● GIVEN TASK: Put each of the rows below into a JSON list of strings, one string per line, leaving out any blank lines.

● DATA SUPPLIED:
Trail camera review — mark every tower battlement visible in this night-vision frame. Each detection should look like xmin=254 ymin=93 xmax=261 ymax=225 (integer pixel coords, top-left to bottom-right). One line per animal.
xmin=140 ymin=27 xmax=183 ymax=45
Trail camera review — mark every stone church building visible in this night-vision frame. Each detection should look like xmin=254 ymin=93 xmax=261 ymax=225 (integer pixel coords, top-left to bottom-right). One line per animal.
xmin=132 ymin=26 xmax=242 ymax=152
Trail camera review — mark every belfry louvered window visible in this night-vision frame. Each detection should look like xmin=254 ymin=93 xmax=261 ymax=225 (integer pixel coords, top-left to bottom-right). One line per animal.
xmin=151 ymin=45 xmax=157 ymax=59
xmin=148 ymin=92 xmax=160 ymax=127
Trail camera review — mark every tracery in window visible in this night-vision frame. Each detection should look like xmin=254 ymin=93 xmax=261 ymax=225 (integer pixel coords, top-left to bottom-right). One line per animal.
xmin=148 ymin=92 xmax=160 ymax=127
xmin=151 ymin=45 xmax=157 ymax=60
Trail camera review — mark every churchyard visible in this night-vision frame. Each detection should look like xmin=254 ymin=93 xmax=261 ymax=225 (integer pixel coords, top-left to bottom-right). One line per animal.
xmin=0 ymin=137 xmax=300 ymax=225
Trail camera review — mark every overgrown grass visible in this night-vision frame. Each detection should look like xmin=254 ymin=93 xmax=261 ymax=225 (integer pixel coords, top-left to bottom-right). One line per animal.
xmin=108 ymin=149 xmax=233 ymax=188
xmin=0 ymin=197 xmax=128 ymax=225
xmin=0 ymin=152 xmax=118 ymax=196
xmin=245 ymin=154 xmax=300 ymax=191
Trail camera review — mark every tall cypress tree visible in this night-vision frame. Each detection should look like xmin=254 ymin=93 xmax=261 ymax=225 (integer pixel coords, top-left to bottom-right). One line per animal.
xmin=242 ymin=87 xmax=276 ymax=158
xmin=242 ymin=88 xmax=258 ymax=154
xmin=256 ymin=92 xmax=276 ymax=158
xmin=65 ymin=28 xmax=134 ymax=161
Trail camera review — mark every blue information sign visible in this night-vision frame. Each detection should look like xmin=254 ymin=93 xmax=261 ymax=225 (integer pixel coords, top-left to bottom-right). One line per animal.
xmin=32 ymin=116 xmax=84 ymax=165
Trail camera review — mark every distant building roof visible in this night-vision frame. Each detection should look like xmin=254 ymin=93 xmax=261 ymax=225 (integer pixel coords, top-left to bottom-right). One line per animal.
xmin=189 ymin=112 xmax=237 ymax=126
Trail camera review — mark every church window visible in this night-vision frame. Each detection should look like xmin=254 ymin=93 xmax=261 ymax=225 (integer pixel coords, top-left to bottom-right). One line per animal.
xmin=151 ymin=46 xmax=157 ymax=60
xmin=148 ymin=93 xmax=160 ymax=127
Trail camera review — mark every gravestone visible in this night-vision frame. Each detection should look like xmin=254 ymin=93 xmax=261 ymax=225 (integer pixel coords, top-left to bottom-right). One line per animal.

● EXERCISE RESPONSE:
[
  "Trail camera review — mark every tower battlement visible in this night-vision frame. Each detection should look like xmin=254 ymin=93 xmax=261 ymax=225 (integer pixel coords, top-left to bottom-right). One line per animal.",
  "xmin=140 ymin=27 xmax=183 ymax=45",
  "Trail camera review — mark every stone church building visible in this night-vision frame. Each detection should look like xmin=254 ymin=93 xmax=261 ymax=225 (integer pixel coords, top-left to bottom-right). One line per animal.",
  "xmin=132 ymin=26 xmax=242 ymax=152",
  "Trail camera review — mark every belfry louvered window visible in this night-vision frame. Each detection should look like xmin=254 ymin=93 xmax=261 ymax=225 (integer pixel coords, top-left to bottom-right). One line per animal.",
  "xmin=151 ymin=45 xmax=157 ymax=59",
  "xmin=148 ymin=92 xmax=160 ymax=127",
  "Trail camera review — mark every tracery in window visible in this night-vision frame. Each detection should look like xmin=254 ymin=93 xmax=261 ymax=225 (integer pixel coords, top-left to bottom-right). One line per animal.",
  "xmin=148 ymin=92 xmax=160 ymax=127",
  "xmin=151 ymin=45 xmax=157 ymax=60",
  "Trail camera review — mark every churchyard visible in this night-vision frame. Each detection should look like xmin=254 ymin=93 xmax=261 ymax=225 (integer pixel coords, top-left to bottom-right). One line per animal.",
  "xmin=0 ymin=137 xmax=300 ymax=225",
  "Trail camera review — mark every overgrown grass visible in this night-vision frame. Each detection should look like xmin=254 ymin=93 xmax=261 ymax=225 (integer pixel coords, top-left to bottom-right). One line per animal.",
  "xmin=108 ymin=149 xmax=233 ymax=188",
  "xmin=0 ymin=197 xmax=128 ymax=225",
  "xmin=0 ymin=152 xmax=118 ymax=196",
  "xmin=245 ymin=154 xmax=300 ymax=191",
  "Trail camera review — mark every tall cypress tree visible in this night-vision frame. Each detection should look like xmin=254 ymin=93 xmax=261 ymax=225 (integer pixel coords, top-left to bottom-right). One line per animal.",
  "xmin=242 ymin=87 xmax=276 ymax=158",
  "xmin=242 ymin=88 xmax=258 ymax=154",
  "xmin=256 ymin=92 xmax=276 ymax=158",
  "xmin=65 ymin=28 xmax=134 ymax=161",
  "Trail camera review — mark every blue information sign visible in this night-vision frame. Each detection should look like xmin=254 ymin=93 xmax=261 ymax=225 (integer pixel coords, top-left to bottom-right). One line per animal.",
  "xmin=32 ymin=116 xmax=84 ymax=165",
  "Trail camera review — mark every distant building roof visible in this night-vision frame. Each detection should look like xmin=254 ymin=93 xmax=261 ymax=225 (integer pixel coords, top-left to bottom-right). One line per animal.",
  "xmin=189 ymin=112 xmax=237 ymax=126",
  "Trail camera review — mark every church window visible in this night-vision frame. Each detection should look like xmin=254 ymin=93 xmax=261 ymax=225 (integer pixel coords, top-left to bottom-right). One line per animal.",
  "xmin=151 ymin=46 xmax=157 ymax=60",
  "xmin=148 ymin=93 xmax=160 ymax=127",
  "Trail camera review — mark every gravestone visible in this night-vision frame. Each detection should look like xmin=254 ymin=93 xmax=261 ymax=225 (integer pixel coords, top-left to bottom-right). One line per animal."
]